** Start of Entries supplied **
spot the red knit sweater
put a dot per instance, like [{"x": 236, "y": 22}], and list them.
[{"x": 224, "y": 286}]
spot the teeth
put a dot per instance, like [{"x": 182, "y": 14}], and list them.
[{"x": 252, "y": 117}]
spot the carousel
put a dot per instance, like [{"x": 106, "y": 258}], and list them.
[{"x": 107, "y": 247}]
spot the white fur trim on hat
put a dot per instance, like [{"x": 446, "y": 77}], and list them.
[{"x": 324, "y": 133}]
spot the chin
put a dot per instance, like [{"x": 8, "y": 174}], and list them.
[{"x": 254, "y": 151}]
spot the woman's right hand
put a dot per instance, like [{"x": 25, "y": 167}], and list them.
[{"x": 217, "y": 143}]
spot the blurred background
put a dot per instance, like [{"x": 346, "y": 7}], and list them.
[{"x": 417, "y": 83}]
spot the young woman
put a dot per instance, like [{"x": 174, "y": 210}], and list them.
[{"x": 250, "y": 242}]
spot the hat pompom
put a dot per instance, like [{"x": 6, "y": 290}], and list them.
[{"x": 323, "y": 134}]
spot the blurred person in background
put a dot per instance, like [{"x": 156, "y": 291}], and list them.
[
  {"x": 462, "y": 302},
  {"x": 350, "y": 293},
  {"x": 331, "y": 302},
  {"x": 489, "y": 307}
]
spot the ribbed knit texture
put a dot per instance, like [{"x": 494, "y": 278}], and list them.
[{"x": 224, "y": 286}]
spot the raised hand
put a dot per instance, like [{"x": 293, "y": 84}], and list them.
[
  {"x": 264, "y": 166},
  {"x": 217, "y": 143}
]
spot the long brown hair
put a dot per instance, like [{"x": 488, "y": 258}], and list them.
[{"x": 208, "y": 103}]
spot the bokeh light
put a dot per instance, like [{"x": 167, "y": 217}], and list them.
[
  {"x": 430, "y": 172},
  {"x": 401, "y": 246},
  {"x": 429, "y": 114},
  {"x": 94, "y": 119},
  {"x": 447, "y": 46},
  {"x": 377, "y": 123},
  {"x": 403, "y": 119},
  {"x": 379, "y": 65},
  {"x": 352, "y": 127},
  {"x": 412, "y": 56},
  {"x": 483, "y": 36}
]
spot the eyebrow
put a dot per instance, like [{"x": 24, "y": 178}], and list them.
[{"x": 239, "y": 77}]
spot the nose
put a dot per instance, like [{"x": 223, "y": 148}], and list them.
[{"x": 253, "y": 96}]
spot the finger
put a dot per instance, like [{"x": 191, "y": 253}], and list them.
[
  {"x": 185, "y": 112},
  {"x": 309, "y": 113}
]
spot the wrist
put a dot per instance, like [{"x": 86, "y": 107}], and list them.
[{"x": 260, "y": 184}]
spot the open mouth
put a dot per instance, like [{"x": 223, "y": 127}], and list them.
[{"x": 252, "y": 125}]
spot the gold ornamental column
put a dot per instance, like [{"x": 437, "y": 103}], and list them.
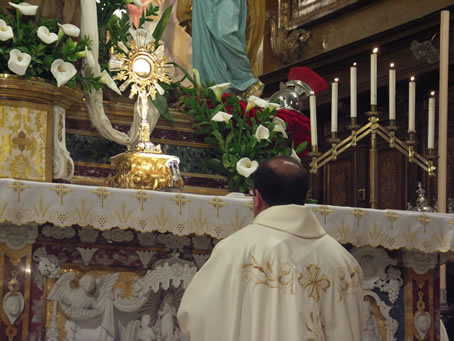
[{"x": 15, "y": 277}]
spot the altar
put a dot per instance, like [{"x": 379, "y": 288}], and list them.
[{"x": 89, "y": 262}]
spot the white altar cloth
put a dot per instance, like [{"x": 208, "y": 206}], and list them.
[{"x": 105, "y": 208}]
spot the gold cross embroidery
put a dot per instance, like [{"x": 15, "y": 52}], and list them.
[
  {"x": 392, "y": 217},
  {"x": 61, "y": 191},
  {"x": 324, "y": 211},
  {"x": 180, "y": 200},
  {"x": 218, "y": 203},
  {"x": 22, "y": 141},
  {"x": 142, "y": 196},
  {"x": 102, "y": 193},
  {"x": 358, "y": 215},
  {"x": 424, "y": 219},
  {"x": 18, "y": 187}
]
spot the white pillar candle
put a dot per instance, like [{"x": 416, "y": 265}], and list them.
[
  {"x": 373, "y": 77},
  {"x": 411, "y": 104},
  {"x": 431, "y": 125},
  {"x": 392, "y": 92},
  {"x": 334, "y": 97},
  {"x": 313, "y": 113},
  {"x": 353, "y": 91}
]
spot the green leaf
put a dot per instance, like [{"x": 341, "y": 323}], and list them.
[{"x": 302, "y": 146}]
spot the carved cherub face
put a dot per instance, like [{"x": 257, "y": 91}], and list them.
[
  {"x": 88, "y": 283},
  {"x": 145, "y": 320}
]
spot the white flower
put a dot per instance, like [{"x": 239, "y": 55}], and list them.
[
  {"x": 246, "y": 167},
  {"x": 46, "y": 36},
  {"x": 258, "y": 102},
  {"x": 89, "y": 56},
  {"x": 279, "y": 126},
  {"x": 262, "y": 133},
  {"x": 295, "y": 156},
  {"x": 219, "y": 89},
  {"x": 221, "y": 117},
  {"x": 106, "y": 79},
  {"x": 25, "y": 8},
  {"x": 18, "y": 62},
  {"x": 197, "y": 77},
  {"x": 6, "y": 32},
  {"x": 70, "y": 29},
  {"x": 62, "y": 71}
]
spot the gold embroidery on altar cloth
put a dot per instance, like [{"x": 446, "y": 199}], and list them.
[{"x": 346, "y": 282}]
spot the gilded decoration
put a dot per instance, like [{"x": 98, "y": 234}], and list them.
[
  {"x": 25, "y": 140},
  {"x": 142, "y": 170}
]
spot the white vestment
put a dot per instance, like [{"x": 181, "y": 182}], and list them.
[{"x": 280, "y": 278}]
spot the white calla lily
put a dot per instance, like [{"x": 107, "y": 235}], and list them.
[
  {"x": 219, "y": 89},
  {"x": 6, "y": 31},
  {"x": 25, "y": 8},
  {"x": 62, "y": 71},
  {"x": 106, "y": 79},
  {"x": 246, "y": 167},
  {"x": 46, "y": 36},
  {"x": 295, "y": 156},
  {"x": 18, "y": 61},
  {"x": 70, "y": 29},
  {"x": 221, "y": 117},
  {"x": 279, "y": 126},
  {"x": 197, "y": 77},
  {"x": 258, "y": 101},
  {"x": 262, "y": 133}
]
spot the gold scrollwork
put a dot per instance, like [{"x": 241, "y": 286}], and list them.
[{"x": 142, "y": 170}]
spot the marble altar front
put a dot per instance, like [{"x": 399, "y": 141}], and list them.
[{"x": 85, "y": 262}]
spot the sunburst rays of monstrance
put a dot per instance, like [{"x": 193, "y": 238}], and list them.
[{"x": 142, "y": 66}]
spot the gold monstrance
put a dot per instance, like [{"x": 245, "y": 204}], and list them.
[{"x": 144, "y": 165}]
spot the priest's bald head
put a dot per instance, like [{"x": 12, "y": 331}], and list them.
[{"x": 280, "y": 180}]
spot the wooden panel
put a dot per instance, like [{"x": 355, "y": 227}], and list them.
[{"x": 391, "y": 179}]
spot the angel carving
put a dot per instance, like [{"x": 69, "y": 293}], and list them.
[{"x": 86, "y": 297}]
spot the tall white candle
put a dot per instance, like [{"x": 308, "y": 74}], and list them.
[
  {"x": 334, "y": 97},
  {"x": 392, "y": 92},
  {"x": 373, "y": 77},
  {"x": 431, "y": 125},
  {"x": 411, "y": 104},
  {"x": 353, "y": 91},
  {"x": 313, "y": 114}
]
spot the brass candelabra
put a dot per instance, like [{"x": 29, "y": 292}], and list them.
[{"x": 374, "y": 129}]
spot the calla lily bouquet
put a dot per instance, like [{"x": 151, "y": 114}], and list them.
[
  {"x": 53, "y": 51},
  {"x": 244, "y": 132},
  {"x": 43, "y": 48}
]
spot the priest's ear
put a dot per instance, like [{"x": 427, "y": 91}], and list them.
[{"x": 258, "y": 202}]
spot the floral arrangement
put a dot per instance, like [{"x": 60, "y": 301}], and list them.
[
  {"x": 53, "y": 51},
  {"x": 244, "y": 132}
]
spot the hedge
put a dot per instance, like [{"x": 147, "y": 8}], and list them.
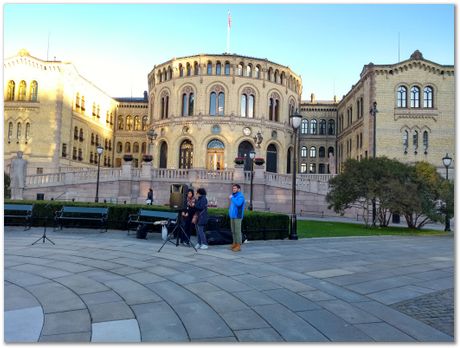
[{"x": 256, "y": 225}]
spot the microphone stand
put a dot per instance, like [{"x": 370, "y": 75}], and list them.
[{"x": 44, "y": 237}]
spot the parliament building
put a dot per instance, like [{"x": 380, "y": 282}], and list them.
[{"x": 203, "y": 111}]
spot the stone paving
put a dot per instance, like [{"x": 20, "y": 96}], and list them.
[{"x": 111, "y": 287}]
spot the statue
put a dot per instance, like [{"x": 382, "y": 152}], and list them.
[
  {"x": 18, "y": 174},
  {"x": 331, "y": 161}
]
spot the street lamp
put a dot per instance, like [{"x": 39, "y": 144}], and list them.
[
  {"x": 373, "y": 111},
  {"x": 295, "y": 119},
  {"x": 252, "y": 155},
  {"x": 99, "y": 150},
  {"x": 447, "y": 161}
]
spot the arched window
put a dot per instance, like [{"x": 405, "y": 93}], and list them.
[
  {"x": 196, "y": 68},
  {"x": 313, "y": 127},
  {"x": 137, "y": 123},
  {"x": 239, "y": 70},
  {"x": 428, "y": 97},
  {"x": 304, "y": 126},
  {"x": 10, "y": 90},
  {"x": 322, "y": 152},
  {"x": 331, "y": 127},
  {"x": 402, "y": 97},
  {"x": 10, "y": 130},
  {"x": 425, "y": 140},
  {"x": 322, "y": 127},
  {"x": 22, "y": 90},
  {"x": 145, "y": 120},
  {"x": 129, "y": 122},
  {"x": 249, "y": 70},
  {"x": 77, "y": 101},
  {"x": 247, "y": 103},
  {"x": 415, "y": 97},
  {"x": 303, "y": 151}
]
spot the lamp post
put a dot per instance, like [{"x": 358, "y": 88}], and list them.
[
  {"x": 295, "y": 119},
  {"x": 373, "y": 111},
  {"x": 447, "y": 161},
  {"x": 99, "y": 150},
  {"x": 252, "y": 155}
]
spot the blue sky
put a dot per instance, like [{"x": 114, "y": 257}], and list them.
[{"x": 116, "y": 45}]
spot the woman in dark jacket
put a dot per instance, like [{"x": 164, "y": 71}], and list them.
[{"x": 201, "y": 206}]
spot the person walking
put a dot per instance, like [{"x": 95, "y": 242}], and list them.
[
  {"x": 201, "y": 216},
  {"x": 187, "y": 216},
  {"x": 235, "y": 213}
]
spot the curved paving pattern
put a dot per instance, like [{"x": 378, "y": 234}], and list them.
[{"x": 110, "y": 287}]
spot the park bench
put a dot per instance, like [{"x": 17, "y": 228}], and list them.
[
  {"x": 18, "y": 214},
  {"x": 99, "y": 215},
  {"x": 152, "y": 217}
]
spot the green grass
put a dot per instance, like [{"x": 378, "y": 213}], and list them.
[{"x": 311, "y": 229}]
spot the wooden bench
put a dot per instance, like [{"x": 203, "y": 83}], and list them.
[
  {"x": 84, "y": 214},
  {"x": 152, "y": 217},
  {"x": 17, "y": 213}
]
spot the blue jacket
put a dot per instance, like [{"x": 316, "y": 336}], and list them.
[
  {"x": 236, "y": 208},
  {"x": 201, "y": 206}
]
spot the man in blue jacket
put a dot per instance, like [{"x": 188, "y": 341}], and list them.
[{"x": 236, "y": 212}]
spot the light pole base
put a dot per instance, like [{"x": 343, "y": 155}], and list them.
[{"x": 293, "y": 234}]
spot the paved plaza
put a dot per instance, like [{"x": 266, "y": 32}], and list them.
[{"x": 111, "y": 287}]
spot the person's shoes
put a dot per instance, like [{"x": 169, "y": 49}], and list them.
[{"x": 237, "y": 247}]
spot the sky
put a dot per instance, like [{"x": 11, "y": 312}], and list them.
[{"x": 115, "y": 46}]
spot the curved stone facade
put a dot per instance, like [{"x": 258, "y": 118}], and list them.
[{"x": 207, "y": 110}]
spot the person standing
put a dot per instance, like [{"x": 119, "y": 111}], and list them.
[
  {"x": 201, "y": 206},
  {"x": 187, "y": 216},
  {"x": 235, "y": 213}
]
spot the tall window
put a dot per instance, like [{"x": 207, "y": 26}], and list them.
[
  {"x": 304, "y": 126},
  {"x": 322, "y": 127},
  {"x": 331, "y": 127},
  {"x": 217, "y": 101},
  {"x": 428, "y": 97},
  {"x": 313, "y": 127},
  {"x": 10, "y": 90},
  {"x": 425, "y": 140},
  {"x": 188, "y": 101},
  {"x": 273, "y": 107},
  {"x": 247, "y": 103},
  {"x": 22, "y": 90},
  {"x": 303, "y": 151},
  {"x": 415, "y": 97}
]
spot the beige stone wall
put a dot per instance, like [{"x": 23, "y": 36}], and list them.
[{"x": 200, "y": 124}]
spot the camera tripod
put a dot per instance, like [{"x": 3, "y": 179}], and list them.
[{"x": 180, "y": 234}]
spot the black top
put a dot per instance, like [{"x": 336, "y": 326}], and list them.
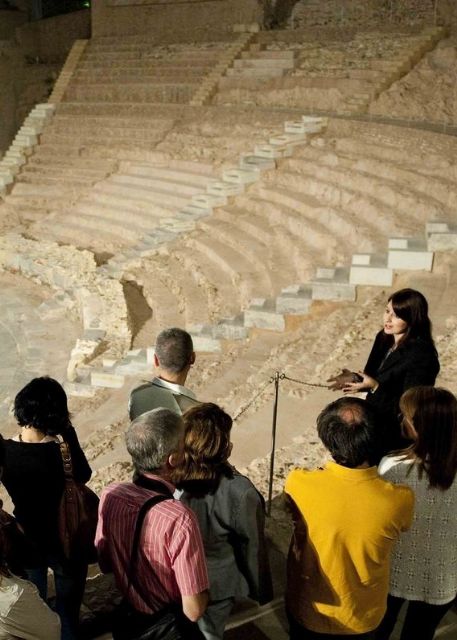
[
  {"x": 410, "y": 365},
  {"x": 34, "y": 478}
]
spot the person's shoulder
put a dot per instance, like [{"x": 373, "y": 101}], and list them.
[
  {"x": 298, "y": 478},
  {"x": 141, "y": 387}
]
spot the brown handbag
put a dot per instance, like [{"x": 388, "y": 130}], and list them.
[{"x": 78, "y": 515}]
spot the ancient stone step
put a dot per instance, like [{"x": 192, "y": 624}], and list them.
[
  {"x": 262, "y": 314},
  {"x": 332, "y": 283},
  {"x": 409, "y": 254},
  {"x": 370, "y": 269}
]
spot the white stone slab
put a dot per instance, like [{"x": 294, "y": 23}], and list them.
[
  {"x": 271, "y": 151},
  {"x": 368, "y": 275},
  {"x": 325, "y": 272},
  {"x": 264, "y": 316},
  {"x": 206, "y": 344},
  {"x": 361, "y": 259},
  {"x": 231, "y": 328},
  {"x": 207, "y": 201},
  {"x": 257, "y": 162},
  {"x": 302, "y": 127},
  {"x": 410, "y": 260},
  {"x": 224, "y": 189},
  {"x": 436, "y": 227},
  {"x": 288, "y": 139},
  {"x": 398, "y": 243},
  {"x": 241, "y": 176},
  {"x": 442, "y": 241},
  {"x": 107, "y": 380},
  {"x": 294, "y": 300},
  {"x": 26, "y": 139}
]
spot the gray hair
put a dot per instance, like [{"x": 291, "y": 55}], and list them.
[
  {"x": 174, "y": 348},
  {"x": 152, "y": 437}
]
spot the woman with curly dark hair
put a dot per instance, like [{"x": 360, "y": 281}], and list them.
[
  {"x": 230, "y": 513},
  {"x": 403, "y": 356},
  {"x": 34, "y": 478},
  {"x": 424, "y": 560}
]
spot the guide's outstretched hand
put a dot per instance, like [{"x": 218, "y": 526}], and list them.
[{"x": 342, "y": 379}]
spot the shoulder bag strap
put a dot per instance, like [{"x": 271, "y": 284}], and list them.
[{"x": 66, "y": 459}]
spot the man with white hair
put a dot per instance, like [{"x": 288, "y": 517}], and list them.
[
  {"x": 162, "y": 569},
  {"x": 173, "y": 357}
]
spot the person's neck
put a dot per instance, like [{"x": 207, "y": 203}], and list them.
[
  {"x": 31, "y": 434},
  {"x": 175, "y": 378}
]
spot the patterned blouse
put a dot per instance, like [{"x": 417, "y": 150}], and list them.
[{"x": 424, "y": 560}]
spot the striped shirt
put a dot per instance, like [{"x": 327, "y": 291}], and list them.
[{"x": 171, "y": 559}]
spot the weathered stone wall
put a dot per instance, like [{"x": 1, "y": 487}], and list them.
[
  {"x": 172, "y": 21},
  {"x": 51, "y": 39}
]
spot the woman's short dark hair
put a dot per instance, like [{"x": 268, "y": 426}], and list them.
[
  {"x": 433, "y": 414},
  {"x": 348, "y": 429},
  {"x": 412, "y": 307},
  {"x": 207, "y": 444},
  {"x": 42, "y": 404}
]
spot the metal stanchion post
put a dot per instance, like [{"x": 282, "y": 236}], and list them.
[{"x": 277, "y": 377}]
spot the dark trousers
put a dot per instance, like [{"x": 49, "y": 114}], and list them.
[
  {"x": 69, "y": 586},
  {"x": 421, "y": 619},
  {"x": 299, "y": 632}
]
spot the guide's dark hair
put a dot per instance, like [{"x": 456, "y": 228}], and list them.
[
  {"x": 433, "y": 414},
  {"x": 348, "y": 428},
  {"x": 42, "y": 404},
  {"x": 412, "y": 307},
  {"x": 174, "y": 349}
]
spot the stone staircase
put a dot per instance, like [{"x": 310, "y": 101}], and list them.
[
  {"x": 131, "y": 69},
  {"x": 282, "y": 68}
]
** End of Entries supplied **
**Exercise objective**
Quote every line from the line containing "spot the striped shirt" through the closing line of the listing, including both.

**Correct answer**
spot the striped shirt
put a dot per instance, like [{"x": 327, "y": 291}], and list them.
[{"x": 171, "y": 559}]
spot the weathered stone wall
put a dot per instance, like [{"x": 1, "y": 487}], and list them.
[
  {"x": 172, "y": 21},
  {"x": 51, "y": 39}
]
spot the woman's short dark hair
put a dot per instance, like [{"x": 268, "y": 426}], and list them.
[
  {"x": 433, "y": 414},
  {"x": 348, "y": 429},
  {"x": 412, "y": 307},
  {"x": 207, "y": 444},
  {"x": 42, "y": 404}
]
spot the metal stanchion post
put a dot per instance, like [{"x": 282, "y": 236}], and list them.
[{"x": 277, "y": 377}]
spot the dark trousers
put a dot per instance, like [{"x": 49, "y": 114}], and list them.
[
  {"x": 69, "y": 586},
  {"x": 421, "y": 619},
  {"x": 299, "y": 632}
]
spot the guide's dark hair
put a dot per instance, like [{"x": 456, "y": 228}], and list them.
[
  {"x": 433, "y": 414},
  {"x": 348, "y": 428},
  {"x": 42, "y": 404},
  {"x": 412, "y": 307},
  {"x": 174, "y": 349}
]
spot the stone staircase
put a dot per instance, like [{"x": 310, "y": 101}], and list them.
[
  {"x": 131, "y": 69},
  {"x": 282, "y": 68}
]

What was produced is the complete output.